Reproduce the diary entries below word for word, in full.

Passage to read:

◆ ◆ ◆

Monday, December 29


The festivities are over. Everyone is gone. It is nearly silent. Ahhh. No more drawling children calling my by an improper name.

It is good.

Saturday, December 27


I feel kind of snobby when it comes to matters of accent or regional dialect. I have found that it is increasingly difficult to listen to a conversation between family members. Especially my uncle and my grandma. He has a weird accent that screams "I live in Missouri!" and her laugh just makes my insides want to have an upheaval. It's not pretty. In fact, it makes me sad.

I suppose it's not only the way the words come out, but the content of the conversation. My uncle talks about deer and hunting and eating deer sausage way too much. It's a little revolting, especially since he brought at least six large chunks of deer sausage to our house for the holiday. That grosses me out.

But at least I'm getting really stylish lately. [This thought has been interrupted by an emergency notice : I want to go pierce something.] I have dyed my hair again and am getting new glasses very soon. Exciting.

◆ ◆ ◆

Dataset content:
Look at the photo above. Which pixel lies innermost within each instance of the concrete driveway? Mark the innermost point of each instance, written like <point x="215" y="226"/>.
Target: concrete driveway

◆ ◆ ◆

Exercise result:
Monday, December 29


The festivities are over. Everyone is gone. It is nearly silent. Ahhh. No more drawling children calling my by an improper name.

It is good.

Saturday, December 27


I feel kind of snobby when it comes to matters of accent or regional dialect. I have found that it is increasingly difficult to listen to a conversation between family members. Especially my uncle and my grandma. He has a weird accent that screams "I live in Missouri!" and her laugh just makes my insides want to have an upheaval. It's not pretty. In fact, it makes me sad.

I suppose it's not only the way the words come out, but the content of the conversation. My uncle talks about deer and hunting and eating deer sausage way too much. It's a little revolting, especially since he brought at least six large chunks of deer sausage to our house for the holiday. That grosses me out.

But at least I'm getting really stylish lately. [This thought has been interrupted by an emergency notice : I want to go pierce something.] I have dyed my hair again and am getting new glasses very soon. Exciting.